**Stored data**.

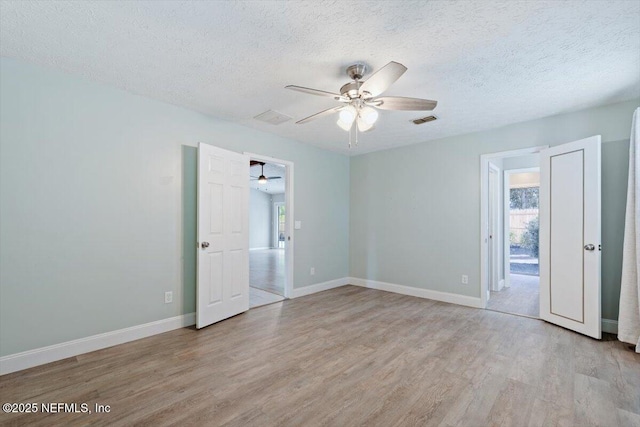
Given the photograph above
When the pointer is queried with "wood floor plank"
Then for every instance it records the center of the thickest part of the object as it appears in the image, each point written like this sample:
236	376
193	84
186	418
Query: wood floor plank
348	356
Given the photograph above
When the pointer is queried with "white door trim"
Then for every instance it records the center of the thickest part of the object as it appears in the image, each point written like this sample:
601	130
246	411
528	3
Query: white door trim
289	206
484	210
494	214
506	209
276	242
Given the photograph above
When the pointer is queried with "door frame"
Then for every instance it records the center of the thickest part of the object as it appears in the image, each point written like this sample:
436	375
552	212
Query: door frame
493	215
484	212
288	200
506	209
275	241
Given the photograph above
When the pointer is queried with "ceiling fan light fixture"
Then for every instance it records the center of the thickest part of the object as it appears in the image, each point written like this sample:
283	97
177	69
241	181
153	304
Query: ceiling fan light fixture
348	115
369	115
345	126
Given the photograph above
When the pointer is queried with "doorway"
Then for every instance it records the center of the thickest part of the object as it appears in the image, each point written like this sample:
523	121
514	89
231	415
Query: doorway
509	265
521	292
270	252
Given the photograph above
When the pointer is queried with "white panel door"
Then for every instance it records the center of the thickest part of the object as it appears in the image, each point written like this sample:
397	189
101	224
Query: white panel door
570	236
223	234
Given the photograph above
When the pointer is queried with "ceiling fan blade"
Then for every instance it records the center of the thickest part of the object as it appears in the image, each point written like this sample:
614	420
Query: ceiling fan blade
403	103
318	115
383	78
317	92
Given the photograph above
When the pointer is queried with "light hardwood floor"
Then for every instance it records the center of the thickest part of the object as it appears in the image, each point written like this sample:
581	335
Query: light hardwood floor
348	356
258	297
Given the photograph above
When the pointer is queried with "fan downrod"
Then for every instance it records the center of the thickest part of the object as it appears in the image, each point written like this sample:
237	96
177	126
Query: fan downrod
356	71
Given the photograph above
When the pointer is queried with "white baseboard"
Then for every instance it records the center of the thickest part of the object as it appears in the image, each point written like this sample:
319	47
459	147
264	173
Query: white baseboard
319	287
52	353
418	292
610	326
* * *
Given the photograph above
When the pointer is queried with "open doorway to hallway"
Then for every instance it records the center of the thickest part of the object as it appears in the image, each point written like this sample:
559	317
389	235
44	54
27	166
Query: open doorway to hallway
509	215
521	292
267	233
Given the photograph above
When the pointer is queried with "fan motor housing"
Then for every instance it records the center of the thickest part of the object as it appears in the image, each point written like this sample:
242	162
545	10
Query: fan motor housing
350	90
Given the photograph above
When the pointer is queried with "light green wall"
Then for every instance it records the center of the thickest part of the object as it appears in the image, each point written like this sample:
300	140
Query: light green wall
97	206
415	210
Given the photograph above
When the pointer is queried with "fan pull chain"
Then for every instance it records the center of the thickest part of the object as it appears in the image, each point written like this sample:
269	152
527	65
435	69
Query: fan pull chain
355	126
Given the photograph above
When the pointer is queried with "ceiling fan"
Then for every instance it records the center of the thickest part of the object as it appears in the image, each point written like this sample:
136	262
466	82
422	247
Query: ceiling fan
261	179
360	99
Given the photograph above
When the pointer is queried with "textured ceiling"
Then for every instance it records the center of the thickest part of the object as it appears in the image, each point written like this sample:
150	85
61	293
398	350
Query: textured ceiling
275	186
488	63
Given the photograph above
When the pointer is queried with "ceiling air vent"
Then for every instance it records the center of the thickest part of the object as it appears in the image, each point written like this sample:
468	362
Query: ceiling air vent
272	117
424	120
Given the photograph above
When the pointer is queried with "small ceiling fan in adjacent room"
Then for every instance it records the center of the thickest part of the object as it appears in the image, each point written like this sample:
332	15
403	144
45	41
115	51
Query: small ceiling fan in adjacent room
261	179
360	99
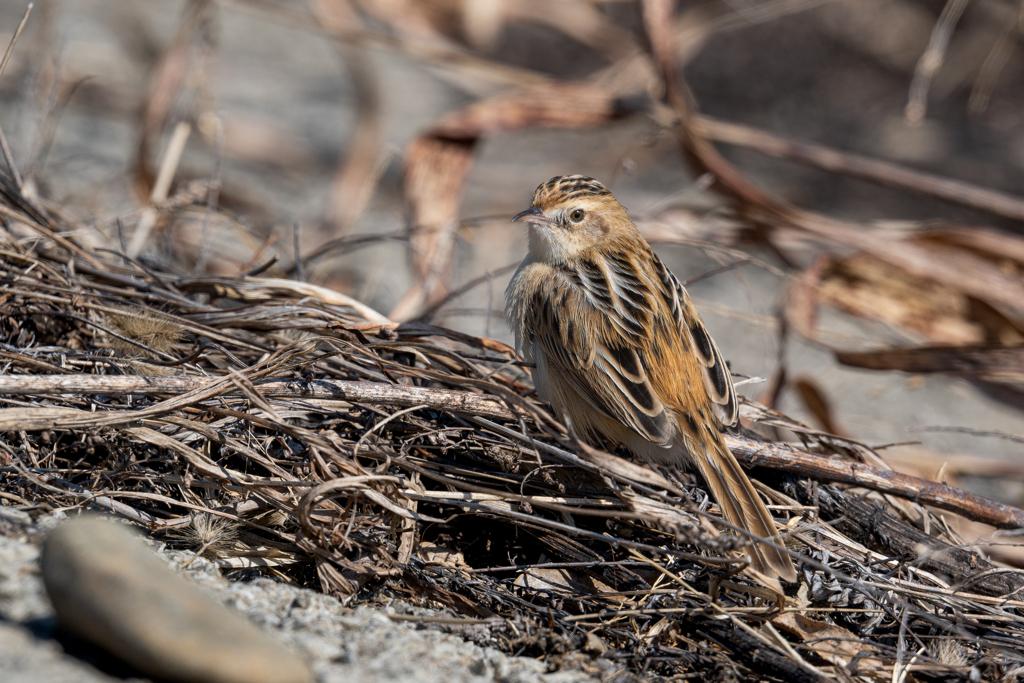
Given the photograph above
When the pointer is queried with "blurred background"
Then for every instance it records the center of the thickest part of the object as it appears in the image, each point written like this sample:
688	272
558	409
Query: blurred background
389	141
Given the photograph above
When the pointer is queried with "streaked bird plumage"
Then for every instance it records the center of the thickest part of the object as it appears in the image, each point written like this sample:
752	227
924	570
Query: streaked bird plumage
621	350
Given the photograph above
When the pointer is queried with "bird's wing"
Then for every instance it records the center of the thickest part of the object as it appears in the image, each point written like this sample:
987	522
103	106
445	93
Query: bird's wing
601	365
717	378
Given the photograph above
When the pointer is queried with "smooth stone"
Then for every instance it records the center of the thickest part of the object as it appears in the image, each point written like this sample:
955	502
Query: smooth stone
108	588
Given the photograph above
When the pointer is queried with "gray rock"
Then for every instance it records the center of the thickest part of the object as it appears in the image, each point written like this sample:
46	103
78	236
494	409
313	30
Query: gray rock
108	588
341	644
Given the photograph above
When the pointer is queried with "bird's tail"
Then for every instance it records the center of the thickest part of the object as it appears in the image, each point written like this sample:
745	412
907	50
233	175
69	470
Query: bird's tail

**Problem details**.
Pull out every line in the stored data above that contains the string "trim", matching case exactly.

**Reply to the exercise**.
When the pointer is queried with "white door trim"
Query: white door trim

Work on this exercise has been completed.